It is observed that the work station 5 is in the part of the path with intermittent motion of the band 2, whereas the dragging device (grippers 3 and 4) is in the rest of the path with continuous motion of the band 2. In particular, the dragging device is arranged downstream of the second tensioning means.
The first tensioning means, just like the second tensioning means, is configured so as to form a loop of the band 2 of variable size. In the specific case the first tensioning means comprises a first cylindrical body, for example a first roller 8, carried, in an eccentric position, from a first rotating support (first crank disc 9) rotated around a first rotation axis that is transverse to the advancement direction F of the band 2. Similarly, the second tensioning means will comprise a second cylindrical body, for example a second roller 10, carried, in an eccentric position, from a second rotating support (second crank disc 11) rotated (in the same direction as the first support) around a second rotation axis that is transverse to the advancing direction F of the band 2 (parallel to the first rotation axis).
The band 2 will be coupled with the two eccentric rollers 8 and 10. Each eccentric roller 8 and 10 is carried freely rotatable on the respective support.
The path of the band may comprise, as in this case, at least a first reel 12, at the start of the path, from which the band will unwind. Along the unwinding path various tensioning rollers 13 (with a stationary rotation axis) may be arranged that are coupled with the band 2. There will be a central (horizontal) path portion in which the band 2 traverses the work station 5. At the end of the path the band 2 may, for example, be rewound on at least a second reel 14.
The apparatus 1 comprises means for varying cyclically the rotation speed of the first tensioning means of the band and of the second tensioning means of the band so as to have, at each work cycle, at least one speed increase and at least one speed decrease step. Such means for varying may comprise, as in the specific case, a programmable electronic control unit and programme instructions that are implementable on the control unit to control the driving means that rotate the first and the second tensioning means of the band. In particular, each crank disc will be rotated by a respective motor (not shown) controlled by the control unit according to a preset computer programme.

> _EXTRACTED ENTRIES_
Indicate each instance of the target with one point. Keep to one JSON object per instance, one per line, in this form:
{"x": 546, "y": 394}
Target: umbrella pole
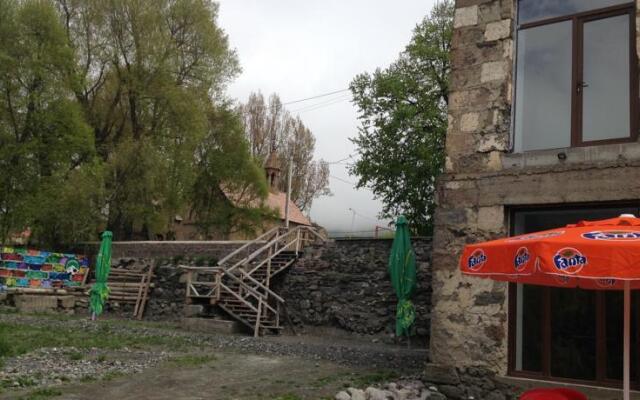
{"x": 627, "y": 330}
* * *
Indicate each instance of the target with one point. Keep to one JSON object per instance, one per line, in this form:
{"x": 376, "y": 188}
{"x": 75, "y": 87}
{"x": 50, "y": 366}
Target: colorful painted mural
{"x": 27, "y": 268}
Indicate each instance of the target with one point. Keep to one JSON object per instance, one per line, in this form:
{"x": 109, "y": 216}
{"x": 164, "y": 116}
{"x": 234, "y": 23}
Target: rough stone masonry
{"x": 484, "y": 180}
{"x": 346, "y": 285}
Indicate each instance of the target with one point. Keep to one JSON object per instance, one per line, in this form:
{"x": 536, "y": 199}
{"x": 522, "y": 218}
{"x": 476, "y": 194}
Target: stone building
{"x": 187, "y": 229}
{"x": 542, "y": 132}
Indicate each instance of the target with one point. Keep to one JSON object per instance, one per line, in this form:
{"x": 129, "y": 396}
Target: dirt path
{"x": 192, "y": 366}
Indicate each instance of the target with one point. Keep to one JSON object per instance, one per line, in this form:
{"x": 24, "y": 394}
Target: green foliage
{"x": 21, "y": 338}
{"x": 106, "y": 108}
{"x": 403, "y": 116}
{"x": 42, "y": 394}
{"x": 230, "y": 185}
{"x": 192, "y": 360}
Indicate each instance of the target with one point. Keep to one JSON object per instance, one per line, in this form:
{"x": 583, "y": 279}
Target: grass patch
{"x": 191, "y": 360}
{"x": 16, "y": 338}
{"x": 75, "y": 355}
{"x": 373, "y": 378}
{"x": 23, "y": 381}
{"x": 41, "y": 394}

> _PROBLEM TO SOLVE_
Write out the band apparatus passage word for word, starting at "The apparatus 1" and ending at "preset computer programme.". The items have nothing to do with the band apparatus passage.

> _RESULT_
The apparatus 1 comprises means for varying cyclically the rotation speed of the first tensioning means of the band and of the second tensioning means of the band so as to have, at each work cycle, at least one speed increase and at least one speed decrease step. Such means for varying may comprise, as in the specific case, a programmable electronic control unit and programme instructions that are implementable on the control unit to control the driving means that rotate the first and the second tensioning means of the band. In particular, each crank disc will be rotated by a respective motor (not shown) controlled by the control unit according to a preset computer programme.